INFORMATION PROVIDED START

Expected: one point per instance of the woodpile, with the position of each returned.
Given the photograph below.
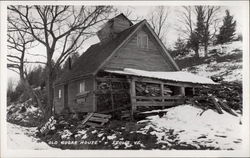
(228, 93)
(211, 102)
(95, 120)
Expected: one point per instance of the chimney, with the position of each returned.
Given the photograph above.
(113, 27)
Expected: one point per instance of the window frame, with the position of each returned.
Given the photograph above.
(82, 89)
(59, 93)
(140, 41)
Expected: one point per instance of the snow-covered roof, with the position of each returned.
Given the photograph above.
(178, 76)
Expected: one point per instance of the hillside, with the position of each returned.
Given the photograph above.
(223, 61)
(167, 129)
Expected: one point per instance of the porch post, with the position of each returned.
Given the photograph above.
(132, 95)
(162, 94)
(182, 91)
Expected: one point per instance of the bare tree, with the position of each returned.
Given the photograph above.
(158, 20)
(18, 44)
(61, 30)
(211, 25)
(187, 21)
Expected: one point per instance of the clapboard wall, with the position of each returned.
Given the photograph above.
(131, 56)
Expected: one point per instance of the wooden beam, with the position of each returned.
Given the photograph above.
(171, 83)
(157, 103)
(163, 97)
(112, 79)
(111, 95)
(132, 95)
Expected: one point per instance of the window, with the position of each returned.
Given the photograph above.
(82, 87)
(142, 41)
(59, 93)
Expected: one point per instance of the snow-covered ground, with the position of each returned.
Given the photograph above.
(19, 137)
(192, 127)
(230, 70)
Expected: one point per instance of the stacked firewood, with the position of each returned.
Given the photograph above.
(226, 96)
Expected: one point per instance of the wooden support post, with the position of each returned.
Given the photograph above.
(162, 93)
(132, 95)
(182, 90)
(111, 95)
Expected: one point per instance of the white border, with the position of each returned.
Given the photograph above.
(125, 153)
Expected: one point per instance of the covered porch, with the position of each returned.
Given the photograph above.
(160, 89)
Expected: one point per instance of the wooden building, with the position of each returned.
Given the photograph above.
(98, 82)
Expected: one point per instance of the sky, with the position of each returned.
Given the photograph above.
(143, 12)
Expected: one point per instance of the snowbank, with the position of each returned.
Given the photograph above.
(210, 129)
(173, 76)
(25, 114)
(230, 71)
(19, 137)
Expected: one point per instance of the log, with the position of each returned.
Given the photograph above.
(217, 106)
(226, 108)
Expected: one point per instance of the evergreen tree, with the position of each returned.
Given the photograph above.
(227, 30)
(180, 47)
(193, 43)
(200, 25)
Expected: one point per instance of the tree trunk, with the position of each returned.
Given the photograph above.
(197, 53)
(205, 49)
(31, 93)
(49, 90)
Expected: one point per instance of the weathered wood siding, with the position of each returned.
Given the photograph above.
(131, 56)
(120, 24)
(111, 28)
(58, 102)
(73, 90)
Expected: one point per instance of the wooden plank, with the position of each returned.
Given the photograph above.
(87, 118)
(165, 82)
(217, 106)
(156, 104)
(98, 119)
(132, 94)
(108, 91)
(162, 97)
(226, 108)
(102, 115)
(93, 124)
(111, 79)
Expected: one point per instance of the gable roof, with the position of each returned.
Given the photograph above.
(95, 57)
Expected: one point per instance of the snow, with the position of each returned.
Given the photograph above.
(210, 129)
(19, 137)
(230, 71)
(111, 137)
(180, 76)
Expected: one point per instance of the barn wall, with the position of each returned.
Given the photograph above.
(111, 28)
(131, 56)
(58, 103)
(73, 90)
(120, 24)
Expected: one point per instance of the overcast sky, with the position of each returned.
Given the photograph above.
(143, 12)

INFORMATION PROVIDED END

Transcribe the records word for word and include no pictures.

§ TASK SOLUTION
Expected: one point per instance of the woodpile, with the position of each returned.
Given the photograph below.
(228, 93)
(211, 102)
(95, 120)
Expected: one point per instance of the chimney, with the position of each returned.
Given the photograph above.
(113, 27)
Expected: one point per instance of the window frame, with the position of each returned.
Given the photograph above.
(82, 89)
(59, 93)
(140, 41)
Expected: one point per instance of the snow-covered roof, with the position of each returned.
Given the photograph above.
(178, 76)
Expected: one point per instance of the hillside, with the position of each returned.
Given the photograph above.
(223, 61)
(167, 129)
Expected: one point per instance of the porch post, with the position of each returned.
Given the photograph above.
(132, 95)
(162, 94)
(182, 91)
Expected: one point per instance of the bare tree, with the position of each returned.
Given the photograph above.
(158, 20)
(18, 44)
(61, 30)
(211, 25)
(187, 21)
Expected: one point per instance of the clapboard wall, with the position of each returned.
Given the photograph above.
(131, 56)
Expected: one point per instance of the wooden beam, with the position of each returned.
Given the photograph above.
(171, 83)
(157, 103)
(163, 97)
(112, 79)
(111, 95)
(132, 95)
Expected: one point per instance of the window, with the position of each returned.
Given the photograph above.
(82, 87)
(142, 41)
(59, 93)
Expected: one point per instance of the snow-covered ground, with the position of each returned.
Given the photograph above.
(19, 137)
(192, 127)
(230, 70)
Expected: one point per instance of the stacked firewood, with the position of each returned.
Given the photograph above.
(226, 96)
Expected: one point per instance of the wooden support post, with the position of each returned.
Given the photograph above.
(162, 93)
(132, 95)
(182, 90)
(111, 95)
Expected: one point per instance of the white border, with the position of each returned.
Given the photograph above.
(125, 153)
Expected: one point per instance of the covered porch, with the position of each returned.
Given the photograph above.
(160, 89)
Expected: one point per instance of the wooden building, with the position of each returned.
Given the photograph above.
(98, 82)
Expected: one point per instance of the sky, with the position of each returned.
Given the photograph above.
(143, 12)
Expected: one point per instance of the snowbank, with the position of each returned.
Given the photograph above.
(210, 129)
(173, 76)
(25, 114)
(230, 71)
(19, 137)
Expected: one point per instance of the log, with the position of each returned.
Given the photograph above.
(217, 106)
(226, 108)
Expected: one point per instance of the evergreen tree, with the position of each returned.
Given the photograph above.
(227, 30)
(180, 47)
(193, 43)
(200, 25)
Expected: one point per instance of the tree trunk, with the position of each returned.
Given the photograph above.
(197, 53)
(205, 49)
(31, 93)
(49, 90)
Expected: one point per instance of the weathered wood siding, with the position of each returned.
Given the photograph above.
(131, 56)
(120, 24)
(111, 28)
(58, 102)
(73, 90)
Expected: one point per instance of the wooden plank, with the position of each returned.
Given the photograph above.
(87, 118)
(165, 82)
(217, 106)
(156, 104)
(98, 119)
(132, 94)
(108, 91)
(162, 97)
(226, 108)
(102, 115)
(93, 124)
(111, 79)
Expected: one point per instance of the gable roof, with the position of each returned.
Given the photograph above.
(95, 57)
Expected: one point per instance of the snow, with the position of each returned.
Given the photograph above.
(210, 129)
(19, 137)
(230, 71)
(111, 137)
(180, 76)
Expected: one point per instance of the barn wall, with the position of each returned.
Given the photograph above.
(111, 28)
(131, 56)
(58, 103)
(73, 90)
(120, 24)
Expected: one point per instance of the overcast sky, with the position of each returned.
Given the photograph above.
(143, 12)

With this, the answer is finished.